──────── Given records

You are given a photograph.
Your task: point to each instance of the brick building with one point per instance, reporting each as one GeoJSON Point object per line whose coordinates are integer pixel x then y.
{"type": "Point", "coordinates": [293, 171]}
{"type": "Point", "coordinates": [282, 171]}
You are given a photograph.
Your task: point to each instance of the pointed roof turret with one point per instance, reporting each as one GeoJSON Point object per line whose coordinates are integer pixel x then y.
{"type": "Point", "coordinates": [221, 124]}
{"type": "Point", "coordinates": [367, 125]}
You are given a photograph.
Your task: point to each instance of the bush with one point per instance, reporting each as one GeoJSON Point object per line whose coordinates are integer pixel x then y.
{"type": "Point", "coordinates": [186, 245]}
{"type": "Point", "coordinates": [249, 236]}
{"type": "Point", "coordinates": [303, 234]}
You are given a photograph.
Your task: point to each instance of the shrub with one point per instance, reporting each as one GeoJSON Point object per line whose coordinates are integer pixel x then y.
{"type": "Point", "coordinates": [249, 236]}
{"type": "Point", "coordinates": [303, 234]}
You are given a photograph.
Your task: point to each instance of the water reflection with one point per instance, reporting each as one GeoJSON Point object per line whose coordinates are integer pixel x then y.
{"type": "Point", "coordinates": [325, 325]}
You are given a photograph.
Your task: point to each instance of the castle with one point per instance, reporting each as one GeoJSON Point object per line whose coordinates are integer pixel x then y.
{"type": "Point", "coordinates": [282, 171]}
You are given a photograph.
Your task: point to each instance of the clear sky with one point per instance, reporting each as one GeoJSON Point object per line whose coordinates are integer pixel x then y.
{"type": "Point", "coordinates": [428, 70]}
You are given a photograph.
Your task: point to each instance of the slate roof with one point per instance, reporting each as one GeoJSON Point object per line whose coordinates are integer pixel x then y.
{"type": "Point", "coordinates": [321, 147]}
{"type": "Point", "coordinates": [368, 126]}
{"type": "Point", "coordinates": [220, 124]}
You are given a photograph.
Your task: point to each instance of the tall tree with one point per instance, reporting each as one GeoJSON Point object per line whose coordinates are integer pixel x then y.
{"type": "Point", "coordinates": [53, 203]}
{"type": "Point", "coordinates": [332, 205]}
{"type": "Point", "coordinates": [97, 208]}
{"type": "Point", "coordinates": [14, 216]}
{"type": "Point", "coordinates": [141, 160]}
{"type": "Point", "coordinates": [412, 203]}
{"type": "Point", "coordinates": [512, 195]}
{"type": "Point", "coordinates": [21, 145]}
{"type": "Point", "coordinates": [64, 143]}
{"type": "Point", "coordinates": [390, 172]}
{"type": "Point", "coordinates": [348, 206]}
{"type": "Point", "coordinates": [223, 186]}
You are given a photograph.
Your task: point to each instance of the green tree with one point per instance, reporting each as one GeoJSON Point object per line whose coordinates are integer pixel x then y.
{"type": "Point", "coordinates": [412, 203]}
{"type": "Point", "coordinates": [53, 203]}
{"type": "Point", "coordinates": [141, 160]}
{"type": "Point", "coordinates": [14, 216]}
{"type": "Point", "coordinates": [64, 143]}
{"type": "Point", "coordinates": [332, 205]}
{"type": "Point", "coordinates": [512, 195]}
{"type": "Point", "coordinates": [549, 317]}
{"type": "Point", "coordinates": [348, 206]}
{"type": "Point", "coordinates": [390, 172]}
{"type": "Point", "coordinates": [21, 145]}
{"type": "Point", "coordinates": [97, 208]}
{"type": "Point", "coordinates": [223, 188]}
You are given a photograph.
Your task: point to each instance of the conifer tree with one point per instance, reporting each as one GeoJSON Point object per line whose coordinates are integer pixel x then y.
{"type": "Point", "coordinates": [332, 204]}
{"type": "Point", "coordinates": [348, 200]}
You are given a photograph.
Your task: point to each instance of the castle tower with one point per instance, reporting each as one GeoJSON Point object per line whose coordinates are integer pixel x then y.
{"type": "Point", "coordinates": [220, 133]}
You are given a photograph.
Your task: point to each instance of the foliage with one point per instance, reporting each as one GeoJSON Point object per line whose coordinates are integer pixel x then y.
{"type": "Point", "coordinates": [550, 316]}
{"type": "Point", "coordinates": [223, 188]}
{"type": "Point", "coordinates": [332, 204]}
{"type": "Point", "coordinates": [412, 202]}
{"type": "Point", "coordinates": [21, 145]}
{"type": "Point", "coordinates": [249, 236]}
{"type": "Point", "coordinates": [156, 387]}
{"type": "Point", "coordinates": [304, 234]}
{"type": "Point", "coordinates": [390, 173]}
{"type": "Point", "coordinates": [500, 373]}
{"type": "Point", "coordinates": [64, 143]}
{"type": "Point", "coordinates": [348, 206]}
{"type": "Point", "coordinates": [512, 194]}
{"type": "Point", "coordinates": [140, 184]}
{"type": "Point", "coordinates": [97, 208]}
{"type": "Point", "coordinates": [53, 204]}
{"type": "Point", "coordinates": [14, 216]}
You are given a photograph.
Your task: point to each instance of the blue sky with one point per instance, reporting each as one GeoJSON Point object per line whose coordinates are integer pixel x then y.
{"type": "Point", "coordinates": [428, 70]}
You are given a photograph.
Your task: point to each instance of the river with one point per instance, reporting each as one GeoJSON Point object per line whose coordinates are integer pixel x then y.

────────────────

▶ [Goal of the exercise] Above are the records; copy all of them exactly.

▶ [The response]
You are given a photograph.
Your task: point to each instance of the brick building with one point per instance, reporting each as one GeoJSON Point object per line whose coordinates are integer pixel x then y.
{"type": "Point", "coordinates": [293, 171]}
{"type": "Point", "coordinates": [282, 171]}
You are given a photograph.
Your task: point to each instance of the pointed roof turret with one point per instance, reporting each as one GeoJSON Point object per line whose coordinates are integer pixel x then y.
{"type": "Point", "coordinates": [221, 124]}
{"type": "Point", "coordinates": [367, 125]}
You are given a photograph.
Your task: point to each instance of the bush with one point per instance, reporting each as one GeoJSON Point object per line whose coordinates are integer pixel x then y.
{"type": "Point", "coordinates": [186, 245]}
{"type": "Point", "coordinates": [249, 236]}
{"type": "Point", "coordinates": [303, 234]}
You are given a photograph.
Your task: point to each instance of the shrub with one point per instance, reporting each as one GeoJSON Point object per line whose coordinates are integer pixel x then y.
{"type": "Point", "coordinates": [249, 236]}
{"type": "Point", "coordinates": [303, 234]}
You are given a photograph.
Your task: point to each instance of the water reflection with one point per instance, reporting each as one GeoJSON Point object per line whose coordinates are integer pixel x then y.
{"type": "Point", "coordinates": [325, 325]}
You are given a photograph.
Your task: point to each instance of the castle with one point per instance, reporting each as one GeoJSON Point object per line whose coordinates are integer pixel x then y.
{"type": "Point", "coordinates": [282, 171]}
You are given a photograph.
Your task: point to each instance of the clear sky with one point per instance, reporting each as one GeoJSON Point object per line whose coordinates are integer pixel x then y.
{"type": "Point", "coordinates": [428, 70]}
You are given a photograph.
Your task: point to each instance of the slate roof with one point per instance, reporting each as one GeoJSON Point object per line whose coordinates are integer pixel x then y.
{"type": "Point", "coordinates": [321, 147]}
{"type": "Point", "coordinates": [368, 126]}
{"type": "Point", "coordinates": [220, 124]}
You are given a photograph.
Your task: point to each instance of the tall tree with one point per instance, reporting each as one GeoJSON Point object per line whose coordinates are integer pixel x then y.
{"type": "Point", "coordinates": [53, 203]}
{"type": "Point", "coordinates": [332, 205]}
{"type": "Point", "coordinates": [97, 208]}
{"type": "Point", "coordinates": [14, 216]}
{"type": "Point", "coordinates": [141, 160]}
{"type": "Point", "coordinates": [412, 203]}
{"type": "Point", "coordinates": [512, 195]}
{"type": "Point", "coordinates": [21, 145]}
{"type": "Point", "coordinates": [64, 143]}
{"type": "Point", "coordinates": [390, 172]}
{"type": "Point", "coordinates": [348, 206]}
{"type": "Point", "coordinates": [223, 186]}
You are given a photograph.
Your task: point to each instance of the green tree with one point per instance, reporting each as one GeoJSON Point object per line whose coordinates are integer pixel x then y.
{"type": "Point", "coordinates": [412, 203]}
{"type": "Point", "coordinates": [53, 203]}
{"type": "Point", "coordinates": [141, 160]}
{"type": "Point", "coordinates": [14, 216]}
{"type": "Point", "coordinates": [64, 143]}
{"type": "Point", "coordinates": [332, 205]}
{"type": "Point", "coordinates": [512, 195]}
{"type": "Point", "coordinates": [549, 317]}
{"type": "Point", "coordinates": [348, 206]}
{"type": "Point", "coordinates": [390, 172]}
{"type": "Point", "coordinates": [21, 145]}
{"type": "Point", "coordinates": [97, 208]}
{"type": "Point", "coordinates": [223, 188]}
You are given a photograph.
Your task: point to each instance of the conifer tree with one point per instance, reporting each as one GeoJSON Point object per line whose coordinates are integer pixel x then y.
{"type": "Point", "coordinates": [332, 204]}
{"type": "Point", "coordinates": [348, 200]}
You are given a photograph.
Your task: point to each instance of the castle tower with one point per instance, reporting each as one GeoJSON Point object per line whose coordinates are integer pixel x then y.
{"type": "Point", "coordinates": [220, 133]}
You are given a photograph.
Your task: point to each instance of the foliage with one point per instance, reporting each as one GeoJSON Point object per line whose coordinates are integer pixel x then y.
{"type": "Point", "coordinates": [550, 316]}
{"type": "Point", "coordinates": [223, 188]}
{"type": "Point", "coordinates": [332, 204]}
{"type": "Point", "coordinates": [412, 202]}
{"type": "Point", "coordinates": [21, 145]}
{"type": "Point", "coordinates": [249, 236]}
{"type": "Point", "coordinates": [156, 387]}
{"type": "Point", "coordinates": [304, 234]}
{"type": "Point", "coordinates": [390, 173]}
{"type": "Point", "coordinates": [500, 373]}
{"type": "Point", "coordinates": [64, 143]}
{"type": "Point", "coordinates": [348, 206]}
{"type": "Point", "coordinates": [512, 194]}
{"type": "Point", "coordinates": [140, 184]}
{"type": "Point", "coordinates": [97, 208]}
{"type": "Point", "coordinates": [53, 204]}
{"type": "Point", "coordinates": [14, 216]}
You are given a photograph.
Your task: point to each instance of the blue sky with one point per instance, reporting each as one GeoJSON Point object per line whose coordinates are integer pixel x then y.
{"type": "Point", "coordinates": [428, 70]}
You are given a photograph.
Your task: point to each instance of the river with one point per instance, reporting each as one GeoJSON Point object per line whose coordinates are integer pixel x then y.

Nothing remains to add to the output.